▶ EXERCISE BRIEF
Return the records below exactly as they are written.

[INFORMATION — start]

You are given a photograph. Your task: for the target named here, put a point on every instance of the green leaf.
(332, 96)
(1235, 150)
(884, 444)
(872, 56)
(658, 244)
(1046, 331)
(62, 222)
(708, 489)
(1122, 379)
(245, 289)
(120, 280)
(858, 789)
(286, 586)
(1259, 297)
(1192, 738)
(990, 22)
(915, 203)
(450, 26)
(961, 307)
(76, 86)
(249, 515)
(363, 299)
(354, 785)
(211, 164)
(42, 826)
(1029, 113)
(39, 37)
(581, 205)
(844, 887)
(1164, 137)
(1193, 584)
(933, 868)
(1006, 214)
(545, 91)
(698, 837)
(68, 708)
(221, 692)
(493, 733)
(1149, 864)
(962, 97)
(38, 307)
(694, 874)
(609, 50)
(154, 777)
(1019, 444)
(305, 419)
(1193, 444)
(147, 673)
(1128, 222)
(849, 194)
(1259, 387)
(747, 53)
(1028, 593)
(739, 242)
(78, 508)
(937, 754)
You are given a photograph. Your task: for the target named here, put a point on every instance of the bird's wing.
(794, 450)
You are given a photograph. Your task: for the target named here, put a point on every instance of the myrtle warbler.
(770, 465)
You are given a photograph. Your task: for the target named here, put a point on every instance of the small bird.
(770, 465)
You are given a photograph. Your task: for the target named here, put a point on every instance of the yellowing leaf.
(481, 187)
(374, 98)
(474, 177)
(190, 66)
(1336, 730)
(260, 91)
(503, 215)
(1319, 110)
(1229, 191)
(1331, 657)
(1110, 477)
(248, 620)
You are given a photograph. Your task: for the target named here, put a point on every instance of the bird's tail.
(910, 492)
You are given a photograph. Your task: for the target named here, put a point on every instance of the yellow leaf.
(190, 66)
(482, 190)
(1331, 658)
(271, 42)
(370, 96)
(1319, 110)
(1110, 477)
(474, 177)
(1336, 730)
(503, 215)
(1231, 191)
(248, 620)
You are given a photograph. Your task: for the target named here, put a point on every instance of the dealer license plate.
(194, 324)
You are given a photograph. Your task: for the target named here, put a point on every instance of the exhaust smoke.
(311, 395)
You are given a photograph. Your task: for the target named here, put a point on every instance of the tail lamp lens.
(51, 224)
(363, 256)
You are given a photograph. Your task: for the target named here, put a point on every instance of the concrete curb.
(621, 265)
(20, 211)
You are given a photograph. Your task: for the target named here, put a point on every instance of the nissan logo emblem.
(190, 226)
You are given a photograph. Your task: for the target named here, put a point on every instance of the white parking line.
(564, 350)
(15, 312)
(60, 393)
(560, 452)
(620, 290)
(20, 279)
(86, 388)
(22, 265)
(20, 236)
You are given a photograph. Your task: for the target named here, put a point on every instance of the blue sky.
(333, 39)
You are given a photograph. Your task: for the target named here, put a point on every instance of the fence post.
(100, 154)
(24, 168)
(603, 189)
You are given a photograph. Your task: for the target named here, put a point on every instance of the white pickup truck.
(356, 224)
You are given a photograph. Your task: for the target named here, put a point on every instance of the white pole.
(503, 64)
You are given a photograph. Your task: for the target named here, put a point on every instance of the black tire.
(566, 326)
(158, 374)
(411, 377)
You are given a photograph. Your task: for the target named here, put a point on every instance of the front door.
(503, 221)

[INFORMATION — finish]

▶ OUTPUT
You are given a photograph. Your task: for the target named here, put a point on every instance of the green leaf.
(332, 96)
(1235, 150)
(884, 444)
(872, 56)
(658, 244)
(1046, 331)
(62, 222)
(708, 489)
(1122, 379)
(245, 289)
(120, 280)
(858, 789)
(286, 586)
(1259, 297)
(1192, 738)
(990, 22)
(915, 203)
(450, 26)
(961, 307)
(76, 86)
(249, 515)
(363, 299)
(354, 785)
(211, 164)
(42, 826)
(1029, 113)
(39, 37)
(581, 205)
(844, 887)
(1164, 137)
(1193, 584)
(933, 868)
(1006, 214)
(545, 91)
(698, 837)
(68, 708)
(221, 692)
(493, 733)
(1149, 864)
(962, 97)
(38, 307)
(694, 874)
(609, 50)
(154, 777)
(1019, 444)
(305, 419)
(1193, 444)
(147, 673)
(1128, 222)
(849, 194)
(1259, 387)
(747, 53)
(1028, 593)
(739, 242)
(78, 508)
(937, 754)
You are given a photograph. Your task: for the target named here, put a point on every instance of the bird's wing.
(794, 450)
You are given a photograph. Your task: for the target named here, put a point on every instance of the myrtle warbler.
(770, 465)
You are given a photograph. Your task: for the target named here, put a point on every instance of the small bird.
(770, 465)
You are given a photograph. Your task: for the target named here, put a point on every instance of the yellowing leaf.
(481, 187)
(374, 98)
(474, 177)
(190, 66)
(1336, 730)
(260, 91)
(503, 215)
(1319, 110)
(1229, 191)
(1331, 657)
(1110, 477)
(248, 620)
You are given a photograph. Your task: for the target named here, put a point on every instance of the bird's tail.
(910, 492)
You are given a photograph. Your task: for the target named here, put a point on every instance of the yellow leaf.
(190, 66)
(482, 190)
(1331, 658)
(271, 42)
(370, 96)
(1319, 110)
(1110, 477)
(474, 177)
(1336, 730)
(503, 215)
(1231, 191)
(248, 620)
You are given a photograph. Your task: for the target named here, put a point on every instance of the dealer license plate.
(194, 324)
You are given a photograph. Your task: for the target named here, put a point on every instance of the exhaust smoke.
(311, 395)
You are given a photograph. Your task: for the target named here, put a point on every instance of the tail lamp lens.
(51, 224)
(363, 256)
You are given a photograph. Your task: for the target named here, put a point on every instance of the concrete curb.
(621, 265)
(20, 211)
You are given a photograph. Your task: for the target named here, put a point on every instance of the nissan logo emblem.
(190, 226)
You are given a photograph. Your task: for the target named here, put a point on every instance of the white parking line.
(564, 350)
(15, 312)
(60, 393)
(560, 452)
(620, 290)
(20, 279)
(86, 388)
(22, 265)
(20, 236)
You are given a photograph. Your task: for the target named here, put a point on every instance of the blue sky.
(333, 39)
You are given a photograph. Your task: for the target named here, put a point on every instance of the fence post.
(100, 154)
(24, 168)
(603, 189)
You are given a photograph. Your task: for the target named here, put a point on every instance of the white pickup truck.
(356, 224)
You are given a photograph. Your task: for the target named here, put a point on every instance of the white pole.
(503, 64)
You are given a photograph. Your task: for the target named here, put a point on every instance of the black tire.
(566, 326)
(158, 374)
(411, 377)
You are given a photograph. Your task: for the target named here, put a point on every instance of the front door.
(503, 221)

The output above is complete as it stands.